* [Text passage]
- - -

Wednesday, April 1, 2020

Pandemic crisis reveals impoverished understanding of solidarity

Pandemic crisis reveals impoverished understanding of solidarity
Ideology is the poster child for culture. I wrote about the culture of Covid-19 a few weeks ago. Libertarians are not all bad. They will even bankroll the cure, although getting sick is still the best one. Hiding old people prior to the virus would also help. Warehousing them has made their immune systems fragile.

There is better way to tax dividends and capital gains. An asset value added tax would be paid using after tax money. In combination with a salary tax in one side and an invoice tax in the other, a fairly high effective rate could be achieved.

The key to enacting this is to convince rich people that it is their children who are going to pay their debt to the nation. Having them do so is not just to raise money for better social democracy. It is preventing them from looting worker paychecks to earn that bonus. If the government taxes away the bonus, wages will be higher for everyone.

- - -

* [Exercise data]

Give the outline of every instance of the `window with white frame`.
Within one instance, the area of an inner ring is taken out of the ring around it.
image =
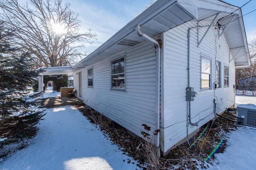
[[[225,87],[228,86],[229,73],[228,70],[228,66],[224,66],[224,86]]]
[[[201,59],[201,88],[210,89],[211,84],[211,60],[202,57]]]
[[[216,75],[215,80],[215,88],[219,88],[220,87],[220,63],[218,61],[216,62]]]
[[[111,89],[125,90],[124,57],[111,61]]]
[[[88,87],[93,86],[93,70],[92,68],[88,69],[87,70],[88,76]]]

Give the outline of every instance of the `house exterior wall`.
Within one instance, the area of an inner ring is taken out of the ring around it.
[[[210,21],[200,22],[208,25]],[[217,113],[220,113],[234,104],[234,62],[224,35],[216,37],[217,31],[212,27],[197,47],[208,27],[192,29],[190,36],[190,86],[194,88],[197,97],[191,104],[191,121],[200,121],[198,126],[187,123],[188,104],[186,101],[188,87],[188,31],[197,26],[197,22],[188,22],[163,33],[161,60],[161,150],[168,151],[176,143],[215,117],[214,99],[217,99]],[[201,89],[201,56],[211,60],[210,89]],[[215,88],[215,61],[220,63],[220,87]],[[229,66],[229,85],[224,87],[224,66]],[[187,125],[188,129],[187,129]]]
[[[249,85],[250,82],[253,82],[253,83],[256,82],[256,77],[253,76],[252,77],[246,77],[246,78],[242,78],[239,80],[239,84],[241,85]]]
[[[82,74],[84,103],[138,136],[143,124],[152,128],[156,121],[156,49],[144,41],[126,51],[76,71],[74,88],[79,92],[78,75]],[[111,90],[111,62],[125,56],[125,91]],[[93,69],[93,87],[88,86],[88,70]]]

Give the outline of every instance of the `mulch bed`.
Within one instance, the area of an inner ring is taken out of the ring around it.
[[[80,106],[77,106],[79,108]],[[220,130],[218,131],[206,131],[201,134],[200,131],[191,138],[189,142],[190,146],[199,137],[199,140],[190,149],[188,143],[185,143],[178,146],[172,150],[167,156],[159,159],[157,168],[152,168],[145,166],[148,165],[147,156],[142,154],[138,147],[142,144],[145,143],[144,140],[140,137],[132,135],[127,131],[120,126],[113,126],[113,122],[108,119],[102,116],[92,109],[79,109],[83,114],[90,120],[92,123],[99,126],[100,129],[104,132],[105,136],[109,139],[114,144],[117,145],[124,154],[131,156],[135,160],[137,160],[140,164],[137,165],[140,168],[148,169],[174,169],[182,170],[184,167],[190,169],[197,169],[199,167],[207,168],[207,164],[210,164],[211,159],[214,159],[214,155],[209,160],[205,160],[211,152],[214,149],[218,143],[223,140],[223,143],[219,147],[216,153],[223,152],[226,146],[226,134],[230,131],[235,130],[236,127],[233,125],[234,122],[226,119],[236,120],[235,113],[228,111],[225,112],[222,115],[222,117],[219,117],[215,121],[219,123]],[[95,117],[100,117],[100,119]],[[100,121],[99,121],[100,119]],[[124,160],[128,163],[135,163],[132,160]]]

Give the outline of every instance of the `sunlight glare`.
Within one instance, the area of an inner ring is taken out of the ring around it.
[[[58,34],[61,34],[67,32],[66,29],[65,25],[60,23],[55,23],[52,25],[52,31]]]
[[[113,170],[104,159],[98,156],[73,158],[64,163],[65,170]]]
[[[57,111],[64,111],[66,110],[66,108],[65,107],[59,107],[59,108],[54,108],[52,110],[54,112],[56,112]]]

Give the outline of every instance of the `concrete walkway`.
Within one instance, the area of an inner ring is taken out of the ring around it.
[[[53,108],[65,105],[81,104],[83,101],[74,97],[69,98],[67,97],[55,97],[43,99],[40,108]]]

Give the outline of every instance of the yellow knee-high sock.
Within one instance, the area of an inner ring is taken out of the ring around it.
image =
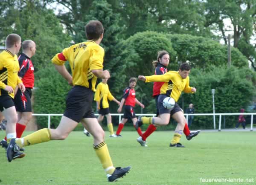
[[[22,138],[16,139],[15,142],[20,147],[47,142],[51,140],[49,128],[43,128]]]
[[[180,138],[181,138],[181,134],[180,134],[178,133],[175,133],[174,134],[174,136],[173,136],[173,138],[172,140],[172,142],[171,142],[171,144],[172,145],[174,145],[175,144],[180,142]]]
[[[108,130],[109,130],[110,135],[113,135],[114,134],[114,129],[113,129],[113,125],[112,123],[108,124]]]
[[[115,170],[108,152],[108,146],[105,142],[93,146],[93,148],[96,152],[96,155],[99,157],[102,167],[106,172],[106,173],[112,174]]]
[[[141,121],[143,124],[151,124],[152,117],[143,116],[141,118]]]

- - -

* [Work request A] List the kinds of tax that the post on pandemic solidarity says should be combined to reach a fairly high effective rate.
* [Work request B] According to the post on pandemic solidarity, what has made old people's immune systems fragile?
* [Work request C] Continue the post on pandemic solidarity from its last sentence.

* [Task result A]
- An asset value added tax
- A salary tax
- An invoice tax

* [Task result B] Warehousing them has made their immune systems fragile.

* [Task result C]
A higher unemployment payment means a higher wage later. It may also lead to hyperinflation now, as more money seeks a decreasing supply of goods and labor. Finding a cure fast, or at least not caving in to the new morality of social distancing, may prevent something worse than the consequences of making old people immunologically fragile. That imposed fragility is why they are dying. It is too late to help them now.

The ultimate solidarity is everyone getting sick so that they will all get well, but the doctors will never accept it. Knowing why is what makes culture a better study than ideology or theology.